Tasks and exercises:
1. In the commentary on tax cuts and tariffs, what has caused the purchase price of a new home to spike?
2. Reproduce the passage of the commentary on tax cuts and tariffs starting at "The tax cuts" and ending at "going for it.".
3. Continue the commentary on tax cuts and tariffs from the point where it stops.

Text shown:
^^^^

The tax cuts which thrilled the wealthy and corporations was pushed at a time where the US economy was booming but some dared to raise the red flag as to what would happen if the economy took a downturn, but the GOP couldn’t resist going for it.

The concern that I have been dwelling on, has to do with the republican President Donald Trump deciding to dabble with tariffs even on our US neighbors and allies which could set off a trade war. The GOP members in the US Congress who tried to limit the president on his tariffs plans were blocked by their leadership.

In the meantime gas prices are rising. Anyone building a new home has seen the purchase price spike because of the increased costs of lumber coming from Canada. In the Fall, many consumers will be faced with a major increase in health insurance premiums, and just about then, many will be noticing the increase in costs for just about everything because of the president’s tariffs.

^^^^

Dataset content:
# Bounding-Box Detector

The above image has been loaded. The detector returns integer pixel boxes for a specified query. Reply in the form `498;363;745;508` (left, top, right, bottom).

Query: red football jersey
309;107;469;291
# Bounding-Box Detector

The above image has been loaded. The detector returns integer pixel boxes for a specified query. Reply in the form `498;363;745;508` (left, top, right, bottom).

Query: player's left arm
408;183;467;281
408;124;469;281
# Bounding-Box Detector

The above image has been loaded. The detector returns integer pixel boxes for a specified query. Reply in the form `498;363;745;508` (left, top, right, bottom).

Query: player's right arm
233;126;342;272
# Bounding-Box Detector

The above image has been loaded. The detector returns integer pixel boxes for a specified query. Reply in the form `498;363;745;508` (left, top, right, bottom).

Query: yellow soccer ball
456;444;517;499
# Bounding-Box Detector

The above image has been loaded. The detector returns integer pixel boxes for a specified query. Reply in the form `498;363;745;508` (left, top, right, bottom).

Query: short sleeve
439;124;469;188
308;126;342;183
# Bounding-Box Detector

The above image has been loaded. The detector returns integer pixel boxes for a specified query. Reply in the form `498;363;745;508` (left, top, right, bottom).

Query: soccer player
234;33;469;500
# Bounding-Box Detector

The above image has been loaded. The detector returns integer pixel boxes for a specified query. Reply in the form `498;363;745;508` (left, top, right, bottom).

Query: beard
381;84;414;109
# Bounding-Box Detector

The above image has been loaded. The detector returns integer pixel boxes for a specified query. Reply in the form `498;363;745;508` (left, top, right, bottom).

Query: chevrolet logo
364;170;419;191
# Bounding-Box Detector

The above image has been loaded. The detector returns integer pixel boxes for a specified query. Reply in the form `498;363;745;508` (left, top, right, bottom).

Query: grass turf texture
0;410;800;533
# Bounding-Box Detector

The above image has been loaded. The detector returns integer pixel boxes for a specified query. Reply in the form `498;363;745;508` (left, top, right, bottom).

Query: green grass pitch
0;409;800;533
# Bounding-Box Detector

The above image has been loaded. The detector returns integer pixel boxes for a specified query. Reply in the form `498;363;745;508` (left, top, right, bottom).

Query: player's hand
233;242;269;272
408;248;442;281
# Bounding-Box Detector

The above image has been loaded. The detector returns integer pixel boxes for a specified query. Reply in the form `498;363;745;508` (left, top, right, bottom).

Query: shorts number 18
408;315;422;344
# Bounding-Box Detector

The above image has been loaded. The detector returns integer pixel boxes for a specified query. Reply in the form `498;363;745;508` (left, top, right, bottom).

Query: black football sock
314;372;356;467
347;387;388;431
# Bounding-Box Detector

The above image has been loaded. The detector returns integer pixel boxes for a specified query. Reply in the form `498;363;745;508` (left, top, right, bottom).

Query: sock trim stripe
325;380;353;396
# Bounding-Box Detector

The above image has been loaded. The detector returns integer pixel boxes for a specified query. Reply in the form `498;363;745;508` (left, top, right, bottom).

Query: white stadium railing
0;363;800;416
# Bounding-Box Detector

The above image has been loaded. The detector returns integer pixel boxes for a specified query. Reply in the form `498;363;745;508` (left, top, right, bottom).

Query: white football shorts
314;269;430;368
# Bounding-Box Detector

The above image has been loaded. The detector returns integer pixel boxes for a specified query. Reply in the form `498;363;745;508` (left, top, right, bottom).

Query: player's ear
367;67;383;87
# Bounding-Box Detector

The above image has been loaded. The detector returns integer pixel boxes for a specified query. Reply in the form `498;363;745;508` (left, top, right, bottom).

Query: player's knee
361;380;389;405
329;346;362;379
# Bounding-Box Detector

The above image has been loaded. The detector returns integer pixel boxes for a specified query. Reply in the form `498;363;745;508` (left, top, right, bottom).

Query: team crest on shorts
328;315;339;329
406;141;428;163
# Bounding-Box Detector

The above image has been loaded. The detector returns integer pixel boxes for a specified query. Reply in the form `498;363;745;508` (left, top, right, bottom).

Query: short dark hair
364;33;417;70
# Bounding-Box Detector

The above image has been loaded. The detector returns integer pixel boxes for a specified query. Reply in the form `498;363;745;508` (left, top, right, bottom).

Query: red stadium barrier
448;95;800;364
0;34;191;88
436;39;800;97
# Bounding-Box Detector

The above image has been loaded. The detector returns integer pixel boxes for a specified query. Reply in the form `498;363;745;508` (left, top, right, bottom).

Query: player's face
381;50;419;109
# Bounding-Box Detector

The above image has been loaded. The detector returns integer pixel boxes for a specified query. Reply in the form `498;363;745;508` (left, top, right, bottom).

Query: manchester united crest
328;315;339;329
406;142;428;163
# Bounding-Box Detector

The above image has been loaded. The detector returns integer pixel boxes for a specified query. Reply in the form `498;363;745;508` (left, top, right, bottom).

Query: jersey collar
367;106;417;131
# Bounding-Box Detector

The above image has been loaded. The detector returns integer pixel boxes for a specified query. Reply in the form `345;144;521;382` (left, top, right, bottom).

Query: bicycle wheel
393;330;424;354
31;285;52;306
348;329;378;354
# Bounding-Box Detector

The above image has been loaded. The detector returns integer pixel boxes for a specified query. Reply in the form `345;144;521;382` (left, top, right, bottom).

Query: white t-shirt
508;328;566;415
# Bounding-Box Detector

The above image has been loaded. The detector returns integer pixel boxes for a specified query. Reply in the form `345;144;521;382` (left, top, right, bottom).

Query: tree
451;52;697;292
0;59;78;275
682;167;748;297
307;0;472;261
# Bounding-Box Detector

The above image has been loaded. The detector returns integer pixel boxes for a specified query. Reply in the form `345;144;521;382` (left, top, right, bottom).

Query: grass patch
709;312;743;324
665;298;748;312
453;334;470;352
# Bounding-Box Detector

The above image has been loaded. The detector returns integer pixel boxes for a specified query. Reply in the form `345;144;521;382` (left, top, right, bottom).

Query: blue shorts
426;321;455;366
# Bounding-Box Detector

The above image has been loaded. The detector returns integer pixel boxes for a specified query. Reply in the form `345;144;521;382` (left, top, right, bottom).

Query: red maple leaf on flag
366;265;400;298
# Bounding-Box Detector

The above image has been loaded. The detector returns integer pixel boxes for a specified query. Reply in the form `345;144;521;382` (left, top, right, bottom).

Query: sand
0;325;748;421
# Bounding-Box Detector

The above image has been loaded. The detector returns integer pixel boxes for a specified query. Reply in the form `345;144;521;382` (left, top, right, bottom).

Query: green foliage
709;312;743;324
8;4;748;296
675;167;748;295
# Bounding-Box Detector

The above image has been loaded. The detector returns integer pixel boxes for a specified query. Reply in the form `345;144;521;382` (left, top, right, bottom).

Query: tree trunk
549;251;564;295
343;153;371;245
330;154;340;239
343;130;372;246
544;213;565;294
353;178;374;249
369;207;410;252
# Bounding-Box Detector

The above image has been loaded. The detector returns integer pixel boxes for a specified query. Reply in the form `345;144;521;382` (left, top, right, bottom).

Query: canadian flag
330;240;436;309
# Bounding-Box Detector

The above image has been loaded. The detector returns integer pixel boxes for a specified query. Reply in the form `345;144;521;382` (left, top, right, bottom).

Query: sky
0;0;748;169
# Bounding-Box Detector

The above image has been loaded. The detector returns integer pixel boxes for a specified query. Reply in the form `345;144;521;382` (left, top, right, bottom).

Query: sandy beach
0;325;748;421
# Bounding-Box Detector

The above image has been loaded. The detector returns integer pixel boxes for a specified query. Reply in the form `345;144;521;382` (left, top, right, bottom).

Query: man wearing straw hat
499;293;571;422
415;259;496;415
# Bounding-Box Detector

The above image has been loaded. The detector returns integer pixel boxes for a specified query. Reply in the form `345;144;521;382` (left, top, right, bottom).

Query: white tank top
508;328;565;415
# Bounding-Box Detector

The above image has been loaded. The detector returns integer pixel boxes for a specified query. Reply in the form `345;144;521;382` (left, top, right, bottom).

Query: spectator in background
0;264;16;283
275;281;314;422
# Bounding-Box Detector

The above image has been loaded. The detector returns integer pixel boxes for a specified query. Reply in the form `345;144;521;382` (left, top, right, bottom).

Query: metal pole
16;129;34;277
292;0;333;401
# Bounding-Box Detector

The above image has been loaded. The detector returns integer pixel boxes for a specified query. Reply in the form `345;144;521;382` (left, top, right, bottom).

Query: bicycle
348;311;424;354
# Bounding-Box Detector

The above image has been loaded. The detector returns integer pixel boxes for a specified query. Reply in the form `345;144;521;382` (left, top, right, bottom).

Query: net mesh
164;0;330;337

^^^^

Outputs by task:
1. The increased costs of lumber coming from Canada.

2.
The tax cuts which thrilled the wealthy and corporations was pushed at a time where the US economy was booming but some dared to raise the red flag as to what would happen if the economy took a downturn, but the GOP couldn’t resist going for it.

3.
But to add a little more fuel onto this booming economy, the GOP in the US Congress have been cutting back on safety net programs for the poor. The problem with this is that when monies to help the poor are cut back, they have less monies to spend. The US economy is based on 70% consumerism which will be harmed when peoples at the bottom have less monies to spend.

What could possibly go wrong?

There is something called the “yield curve” that bond market experts pay attention to, as it is a great predictor of a pending recession which right now has the bond market traders, hyperventilating.

Here’s the rest of the story…

On June 25, 2018, Matt Phillips of the New York Times penned the following report, “What’s the Yield Curve? ‘A Powerful Signal of Recessions’ Has Wall Street’s Attention”


“You can try to play down a trade war with China. You can brush off the impact of rising oil prices on corporate earnings.”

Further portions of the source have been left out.